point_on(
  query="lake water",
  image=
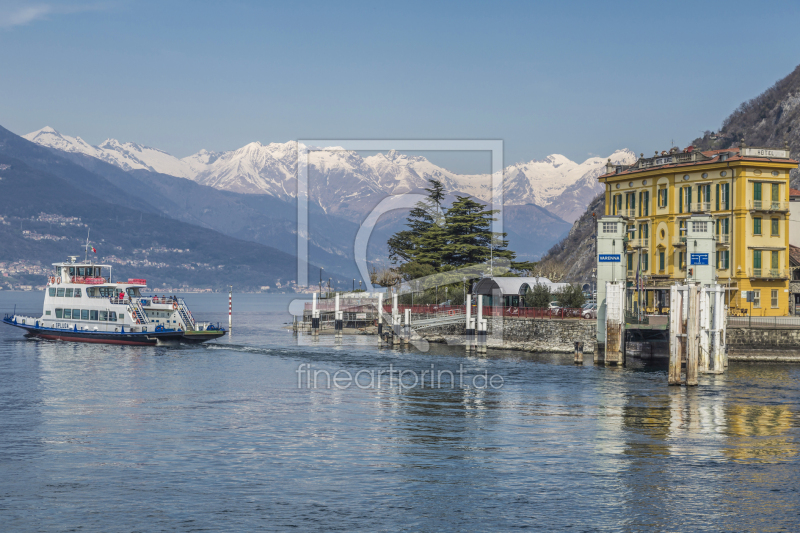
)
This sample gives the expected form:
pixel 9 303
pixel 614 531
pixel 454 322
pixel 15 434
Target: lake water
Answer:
pixel 221 437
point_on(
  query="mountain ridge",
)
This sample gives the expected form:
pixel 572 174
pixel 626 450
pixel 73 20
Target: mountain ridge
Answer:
pixel 359 182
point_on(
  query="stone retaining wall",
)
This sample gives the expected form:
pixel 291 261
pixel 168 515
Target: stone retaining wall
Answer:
pixel 528 334
pixel 763 344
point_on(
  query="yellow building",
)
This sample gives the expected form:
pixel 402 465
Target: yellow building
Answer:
pixel 744 189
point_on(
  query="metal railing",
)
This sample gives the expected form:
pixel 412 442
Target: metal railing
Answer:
pixel 768 273
pixel 423 312
pixel 768 205
pixel 763 321
pixel 88 280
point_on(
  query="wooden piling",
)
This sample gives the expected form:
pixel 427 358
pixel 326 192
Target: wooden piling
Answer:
pixel 578 353
pixel 675 330
pixel 692 323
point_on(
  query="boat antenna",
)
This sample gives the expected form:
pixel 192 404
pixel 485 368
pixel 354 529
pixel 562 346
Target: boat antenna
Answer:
pixel 86 248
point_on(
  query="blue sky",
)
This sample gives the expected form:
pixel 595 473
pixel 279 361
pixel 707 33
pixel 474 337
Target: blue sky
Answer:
pixel 575 78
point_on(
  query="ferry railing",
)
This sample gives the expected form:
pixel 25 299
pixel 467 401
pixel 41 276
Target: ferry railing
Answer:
pixel 88 280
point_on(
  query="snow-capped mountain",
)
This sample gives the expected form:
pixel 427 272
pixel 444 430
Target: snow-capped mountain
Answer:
pixel 128 156
pixel 345 183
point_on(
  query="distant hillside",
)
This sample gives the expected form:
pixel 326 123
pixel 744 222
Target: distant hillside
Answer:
pixel 769 119
pixel 167 252
pixel 577 250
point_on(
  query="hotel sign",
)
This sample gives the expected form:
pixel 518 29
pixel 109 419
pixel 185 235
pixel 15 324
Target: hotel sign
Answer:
pixel 765 152
pixel 698 259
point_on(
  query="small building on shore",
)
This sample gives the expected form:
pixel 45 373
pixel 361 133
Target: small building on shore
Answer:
pixel 507 292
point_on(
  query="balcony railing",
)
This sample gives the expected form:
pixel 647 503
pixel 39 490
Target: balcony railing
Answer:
pixel 769 273
pixel 768 205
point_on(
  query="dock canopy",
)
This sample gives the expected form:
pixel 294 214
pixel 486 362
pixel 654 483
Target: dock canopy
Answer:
pixel 507 291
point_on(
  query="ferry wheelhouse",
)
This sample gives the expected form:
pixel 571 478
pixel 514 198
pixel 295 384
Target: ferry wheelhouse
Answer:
pixel 82 303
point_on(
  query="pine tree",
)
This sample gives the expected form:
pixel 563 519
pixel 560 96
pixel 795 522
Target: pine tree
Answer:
pixel 404 246
pixel 468 227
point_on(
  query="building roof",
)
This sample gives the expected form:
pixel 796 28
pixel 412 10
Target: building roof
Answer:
pixel 709 157
pixel 507 286
pixel 794 255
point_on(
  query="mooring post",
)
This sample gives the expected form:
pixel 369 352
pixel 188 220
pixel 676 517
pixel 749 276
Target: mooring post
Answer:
pixel 395 320
pixel 675 322
pixel 407 327
pixel 467 329
pixel 692 341
pixel 314 316
pixel 380 317
pixel 479 336
pixel 578 353
pixel 337 323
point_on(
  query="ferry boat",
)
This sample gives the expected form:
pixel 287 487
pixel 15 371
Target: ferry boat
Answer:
pixel 83 304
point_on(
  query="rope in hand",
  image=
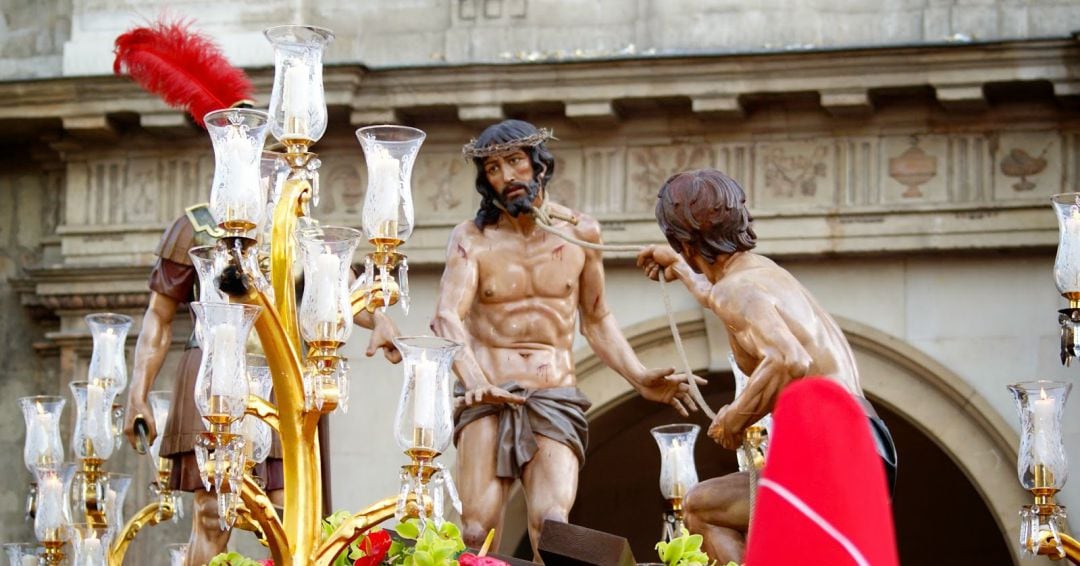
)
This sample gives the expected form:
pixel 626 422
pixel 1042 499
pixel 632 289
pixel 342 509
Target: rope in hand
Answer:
pixel 543 218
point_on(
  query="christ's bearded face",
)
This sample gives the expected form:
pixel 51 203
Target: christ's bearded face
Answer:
pixel 513 179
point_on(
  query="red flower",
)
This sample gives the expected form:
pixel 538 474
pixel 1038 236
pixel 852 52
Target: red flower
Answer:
pixel 375 546
pixel 472 560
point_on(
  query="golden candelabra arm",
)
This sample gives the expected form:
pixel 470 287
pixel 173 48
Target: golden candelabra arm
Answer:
pixel 148 516
pixel 353 528
pixel 293 203
pixel 258 512
pixel 297 429
pixel 261 409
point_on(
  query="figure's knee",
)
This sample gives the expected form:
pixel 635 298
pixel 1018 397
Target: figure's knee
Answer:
pixel 556 513
pixel 474 529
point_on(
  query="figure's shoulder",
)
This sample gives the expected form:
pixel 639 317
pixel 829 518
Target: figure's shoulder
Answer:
pixel 178 238
pixel 588 227
pixel 464 234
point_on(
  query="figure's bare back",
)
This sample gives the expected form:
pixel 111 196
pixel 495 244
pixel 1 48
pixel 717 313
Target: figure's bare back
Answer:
pixel 758 279
pixel 522 322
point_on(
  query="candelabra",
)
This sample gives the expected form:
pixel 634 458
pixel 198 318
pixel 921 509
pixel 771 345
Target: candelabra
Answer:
pixel 424 426
pixel 677 471
pixel 260 203
pixel 1041 463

* **GIVEN TASK**:
Using the data above, print every line exactly, omitting pictures.

* **ANSWER TO THIS EXERCISE**:
point_on(
  query="lake water",
  image=
)
This sample gives the expected form:
pixel 9 303
pixel 614 531
pixel 454 322
pixel 15 434
Target: lake water
Answer:
pixel 221 437
point_on(
  query="mountain ridge",
)
This sample gives the expected form:
pixel 572 174
pixel 626 450
pixel 73 20
Target: mountain ridge
Answer:
pixel 359 182
point_on(
  query="stone retaining wall",
)
This sample gives the expected form:
pixel 291 261
pixel 168 515
Target: stone retaining wall
Answer:
pixel 528 334
pixel 763 344
point_on(
  query="yellow building",
)
This sample gives the expected form:
pixel 402 465
Target: yellow building
Answer:
pixel 744 189
point_on(
  query="metal railing",
)
This sample gives the expected form:
pixel 412 442
Target: metal railing
Answer:
pixel 768 273
pixel 423 312
pixel 768 205
pixel 763 321
pixel 88 280
point_on(
  query="wooden piling",
)
This sample gives the expected form:
pixel 427 358
pixel 326 192
Target: wooden piling
Answer:
pixel 578 353
pixel 675 330
pixel 692 323
point_on(
  query="boat antenna",
)
This sample gives the expected form:
pixel 192 404
pixel 485 368
pixel 354 529
pixel 562 346
Target: boat antenna
Answer:
pixel 86 248
point_on(
  query="blue sky",
)
This sample gives the expected form:
pixel 595 473
pixel 279 361
pixel 707 33
pixel 474 337
Target: blue sky
Answer:
pixel 575 78
point_on(
  query="ferry railing",
)
This sample gives the expected form:
pixel 25 299
pixel 467 401
pixel 41 276
Target: ferry railing
Answer:
pixel 88 280
point_on(
  query="snow-capped mountain",
)
This sample gives the expected form:
pixel 427 272
pixel 444 430
Target: snow-capped mountain
Answer:
pixel 128 156
pixel 345 183
point_on(
  query="distant hillside",
)
This sample gives the expected form:
pixel 326 123
pixel 744 222
Target: distant hillside
Answer:
pixel 769 119
pixel 167 252
pixel 577 250
point_on(
  query="hotel sign",
)
This sample gives the expected form:
pixel 518 29
pixel 109 419
pixel 185 235
pixel 15 324
Target: hotel sign
Answer:
pixel 765 152
pixel 698 259
point_on(
  query="small building on shore",
)
This sample gives the expected form:
pixel 45 373
pixel 361 133
Target: small building on shore
Answer:
pixel 507 292
point_on(
  query="balcony railing",
)
This sample gives the expected form:
pixel 647 503
pixel 39 490
Target: balcony railing
Answer:
pixel 769 273
pixel 768 205
point_on(
  query="dock canopy",
)
This sample gives the expected form:
pixel 294 214
pixel 486 362
pixel 654 483
Target: dock canopy
Answer:
pixel 507 291
point_on(
  query="ferry wheelhouse",
)
This sample gives the expected form:
pixel 571 478
pixel 514 198
pixel 295 384
Target: ferry wheelhouse
Answer:
pixel 82 303
point_on(
  query="pine tree",
)
This sample gives the expected form:
pixel 563 519
pixel 560 96
pixel 795 522
Target: pine tree
Answer:
pixel 404 246
pixel 468 227
point_on(
  query="building roof",
)
This sample gives the expected form:
pixel 796 28
pixel 412 10
Target: building roof
Answer:
pixel 709 157
pixel 507 286
pixel 794 255
point_on(
  query="mooring post",
)
This sample gives the expected form:
pixel 369 352
pixel 188 220
pixel 676 517
pixel 749 276
Target: mooring post
Answer:
pixel 395 320
pixel 675 322
pixel 407 327
pixel 467 329
pixel 692 341
pixel 314 316
pixel 380 317
pixel 479 336
pixel 578 353
pixel 337 323
point_on(
  query="ferry boat",
)
This sample gives the expected form:
pixel 287 487
pixel 15 371
Target: ferry boat
Answer:
pixel 83 304
point_on(
  query="rope in hand",
  image=
)
This sample gives the expected form:
pixel 626 422
pixel 1042 499
pixel 632 289
pixel 342 509
Target: rope in hand
Answer:
pixel 543 218
point_on(
  query="christ's bearded face",
)
This sample gives the expected form:
pixel 51 203
Target: christ's bearded face
Answer:
pixel 513 179
point_on(
  query="red flower",
)
This sample gives the expected form:
pixel 538 474
pixel 1038 236
pixel 852 52
Target: red flower
Answer:
pixel 375 546
pixel 472 560
point_on(
  query="golden candelabra arm",
)
This sample gives the expected form:
pixel 470 287
pixel 173 48
Target: golden candelabra arm
Answer:
pixel 148 516
pixel 353 528
pixel 293 203
pixel 258 512
pixel 297 429
pixel 261 409
point_on(
  query="figure's knee",
)
This sample gives the expected form:
pixel 635 298
pixel 1018 397
Target: figure's knee
Answer:
pixel 556 513
pixel 474 529
point_on(
  query="figure's shoulder",
)
This sample gives the expected form:
pixel 639 317
pixel 829 518
Target: figure's shoulder
Answer:
pixel 178 238
pixel 588 227
pixel 464 234
point_on(
  query="figure's bare back",
)
This sample gives the expected form:
pixel 111 196
pixel 495 244
pixel 1 48
pixel 717 313
Target: figure's bare back
Answer:
pixel 758 279
pixel 522 322
point_on(
  query="candelabra",
)
This sample gives the expected form:
pixel 634 458
pixel 198 318
pixel 921 509
pixel 771 345
Target: candelabra
Answer:
pixel 424 426
pixel 677 471
pixel 260 203
pixel 1041 463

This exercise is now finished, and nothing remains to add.